━━━ DATA FOR THIS TASK ━━━
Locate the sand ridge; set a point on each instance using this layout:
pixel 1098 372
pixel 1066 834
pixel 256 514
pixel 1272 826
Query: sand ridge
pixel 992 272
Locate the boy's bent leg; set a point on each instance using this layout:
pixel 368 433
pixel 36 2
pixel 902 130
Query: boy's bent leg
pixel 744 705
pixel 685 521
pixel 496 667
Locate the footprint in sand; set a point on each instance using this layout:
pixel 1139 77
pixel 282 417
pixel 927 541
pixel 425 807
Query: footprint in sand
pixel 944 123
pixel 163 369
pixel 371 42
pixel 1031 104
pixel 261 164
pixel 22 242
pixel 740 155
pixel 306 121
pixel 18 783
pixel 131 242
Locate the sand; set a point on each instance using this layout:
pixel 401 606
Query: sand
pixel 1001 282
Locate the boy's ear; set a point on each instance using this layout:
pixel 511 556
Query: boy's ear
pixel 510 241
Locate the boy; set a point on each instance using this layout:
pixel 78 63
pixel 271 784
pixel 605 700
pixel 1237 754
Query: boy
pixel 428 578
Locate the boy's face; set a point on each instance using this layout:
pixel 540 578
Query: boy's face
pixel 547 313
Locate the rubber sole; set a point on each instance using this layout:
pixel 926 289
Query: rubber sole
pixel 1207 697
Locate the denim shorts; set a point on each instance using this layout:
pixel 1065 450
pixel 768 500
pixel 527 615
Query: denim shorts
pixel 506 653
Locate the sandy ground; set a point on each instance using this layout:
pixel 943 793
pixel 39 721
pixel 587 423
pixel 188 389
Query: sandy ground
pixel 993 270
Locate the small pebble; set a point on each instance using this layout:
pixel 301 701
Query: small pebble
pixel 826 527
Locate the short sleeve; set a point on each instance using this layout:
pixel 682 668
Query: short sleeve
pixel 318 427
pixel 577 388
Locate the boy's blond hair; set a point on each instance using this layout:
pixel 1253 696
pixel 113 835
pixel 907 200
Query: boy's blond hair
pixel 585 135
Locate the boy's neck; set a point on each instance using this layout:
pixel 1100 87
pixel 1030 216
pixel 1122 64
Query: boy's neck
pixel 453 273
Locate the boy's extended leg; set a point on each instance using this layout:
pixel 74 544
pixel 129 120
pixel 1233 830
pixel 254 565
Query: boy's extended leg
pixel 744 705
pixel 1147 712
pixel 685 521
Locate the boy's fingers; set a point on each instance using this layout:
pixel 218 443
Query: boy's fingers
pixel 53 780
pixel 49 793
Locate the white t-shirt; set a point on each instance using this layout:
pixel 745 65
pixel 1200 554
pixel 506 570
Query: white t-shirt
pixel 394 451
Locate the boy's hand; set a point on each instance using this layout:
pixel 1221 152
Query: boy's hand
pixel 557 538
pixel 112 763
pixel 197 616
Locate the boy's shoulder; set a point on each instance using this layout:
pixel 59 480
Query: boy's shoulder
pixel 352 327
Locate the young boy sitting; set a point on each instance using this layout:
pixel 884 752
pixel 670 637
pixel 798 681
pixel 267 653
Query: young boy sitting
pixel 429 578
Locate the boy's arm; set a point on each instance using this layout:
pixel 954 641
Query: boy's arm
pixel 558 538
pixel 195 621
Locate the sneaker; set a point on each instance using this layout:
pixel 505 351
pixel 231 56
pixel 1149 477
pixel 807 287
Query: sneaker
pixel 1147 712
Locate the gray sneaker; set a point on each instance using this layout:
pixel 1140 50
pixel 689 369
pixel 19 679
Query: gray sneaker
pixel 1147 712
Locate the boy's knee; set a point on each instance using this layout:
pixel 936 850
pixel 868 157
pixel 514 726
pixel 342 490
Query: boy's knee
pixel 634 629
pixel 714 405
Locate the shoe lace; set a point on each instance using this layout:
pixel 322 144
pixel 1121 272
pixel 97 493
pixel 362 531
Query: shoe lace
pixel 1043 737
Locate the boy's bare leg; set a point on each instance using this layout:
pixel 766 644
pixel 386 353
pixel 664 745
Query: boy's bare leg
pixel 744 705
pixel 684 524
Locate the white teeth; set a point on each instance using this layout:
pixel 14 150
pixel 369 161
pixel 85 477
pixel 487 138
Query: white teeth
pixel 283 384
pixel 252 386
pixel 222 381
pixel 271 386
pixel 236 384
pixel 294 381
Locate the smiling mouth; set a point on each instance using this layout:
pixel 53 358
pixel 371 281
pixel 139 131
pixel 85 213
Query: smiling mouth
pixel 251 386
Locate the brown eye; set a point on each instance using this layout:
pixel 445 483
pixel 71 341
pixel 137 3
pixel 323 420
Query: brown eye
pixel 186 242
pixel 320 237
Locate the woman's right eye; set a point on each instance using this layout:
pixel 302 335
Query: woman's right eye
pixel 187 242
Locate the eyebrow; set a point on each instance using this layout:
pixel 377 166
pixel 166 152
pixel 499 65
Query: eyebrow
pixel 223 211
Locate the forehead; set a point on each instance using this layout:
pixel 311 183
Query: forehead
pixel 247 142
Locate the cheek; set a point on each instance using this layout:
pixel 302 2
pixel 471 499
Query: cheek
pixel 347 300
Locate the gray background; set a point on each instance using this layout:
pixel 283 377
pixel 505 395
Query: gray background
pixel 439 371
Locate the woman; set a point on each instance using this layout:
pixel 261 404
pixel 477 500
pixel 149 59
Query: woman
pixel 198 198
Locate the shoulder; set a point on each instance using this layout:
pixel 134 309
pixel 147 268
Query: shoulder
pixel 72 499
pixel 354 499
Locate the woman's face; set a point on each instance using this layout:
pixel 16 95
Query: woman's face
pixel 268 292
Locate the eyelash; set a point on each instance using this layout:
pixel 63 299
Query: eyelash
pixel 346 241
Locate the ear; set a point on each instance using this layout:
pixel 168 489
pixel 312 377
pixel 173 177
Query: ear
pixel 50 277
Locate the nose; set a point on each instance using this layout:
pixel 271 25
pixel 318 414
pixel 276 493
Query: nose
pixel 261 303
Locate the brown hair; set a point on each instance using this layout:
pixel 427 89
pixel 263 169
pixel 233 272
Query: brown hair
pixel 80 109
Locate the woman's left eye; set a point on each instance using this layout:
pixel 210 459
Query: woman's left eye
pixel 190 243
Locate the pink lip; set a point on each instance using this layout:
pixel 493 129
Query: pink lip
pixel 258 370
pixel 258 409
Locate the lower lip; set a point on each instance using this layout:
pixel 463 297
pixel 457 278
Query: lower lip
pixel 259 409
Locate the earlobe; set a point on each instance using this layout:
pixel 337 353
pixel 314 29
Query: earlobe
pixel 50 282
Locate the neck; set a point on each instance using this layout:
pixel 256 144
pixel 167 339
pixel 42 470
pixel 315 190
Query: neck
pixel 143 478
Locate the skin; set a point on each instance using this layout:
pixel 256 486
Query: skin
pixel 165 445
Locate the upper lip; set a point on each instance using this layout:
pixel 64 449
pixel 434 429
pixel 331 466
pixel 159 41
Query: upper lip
━━━
▸ **EXERCISE REQUIREMENTS**:
Reproduce every line from the entries that holds the word "upper".

▸ **RESPONSE BELOW**:
Locate the upper lip; set a point on each instance using this layout:
Query: upper lip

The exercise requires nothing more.